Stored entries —
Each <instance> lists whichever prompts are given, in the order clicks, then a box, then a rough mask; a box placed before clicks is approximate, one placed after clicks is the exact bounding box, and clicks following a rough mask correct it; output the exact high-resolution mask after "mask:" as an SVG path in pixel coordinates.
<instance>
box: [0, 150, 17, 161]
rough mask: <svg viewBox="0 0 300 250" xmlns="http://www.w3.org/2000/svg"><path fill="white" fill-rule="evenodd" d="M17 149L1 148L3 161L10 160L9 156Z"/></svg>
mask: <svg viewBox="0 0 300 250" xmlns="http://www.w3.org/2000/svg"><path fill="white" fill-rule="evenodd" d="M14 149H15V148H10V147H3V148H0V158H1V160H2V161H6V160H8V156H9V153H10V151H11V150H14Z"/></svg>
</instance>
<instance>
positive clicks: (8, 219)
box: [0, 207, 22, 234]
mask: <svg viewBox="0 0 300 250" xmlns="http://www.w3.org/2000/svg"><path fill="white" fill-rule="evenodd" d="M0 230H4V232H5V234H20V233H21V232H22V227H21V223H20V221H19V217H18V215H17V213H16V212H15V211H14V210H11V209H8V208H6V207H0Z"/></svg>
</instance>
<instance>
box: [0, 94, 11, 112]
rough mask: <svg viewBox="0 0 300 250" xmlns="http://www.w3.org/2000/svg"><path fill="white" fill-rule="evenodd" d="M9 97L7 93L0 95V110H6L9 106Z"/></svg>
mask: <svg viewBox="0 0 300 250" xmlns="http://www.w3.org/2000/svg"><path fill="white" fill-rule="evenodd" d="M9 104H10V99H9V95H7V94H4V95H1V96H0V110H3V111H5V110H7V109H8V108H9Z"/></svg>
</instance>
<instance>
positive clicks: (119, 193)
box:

Work to be completed — Only exact copies of the lines from the one containing "97L7 93L0 95V110H6L9" to the end of the records belong in the answer.

Exercise output —
rough mask: <svg viewBox="0 0 300 250" xmlns="http://www.w3.org/2000/svg"><path fill="white" fill-rule="evenodd" d="M9 97L7 93L0 95V110H6L9 106Z"/></svg>
mask: <svg viewBox="0 0 300 250" xmlns="http://www.w3.org/2000/svg"><path fill="white" fill-rule="evenodd" d="M9 104H10V99H9V95H7V94H4V95H1V96H0V110H3V111H5V110H7V109H8V108H9Z"/></svg>
</instance>
<instance>
positive clicks: (119, 193)
box:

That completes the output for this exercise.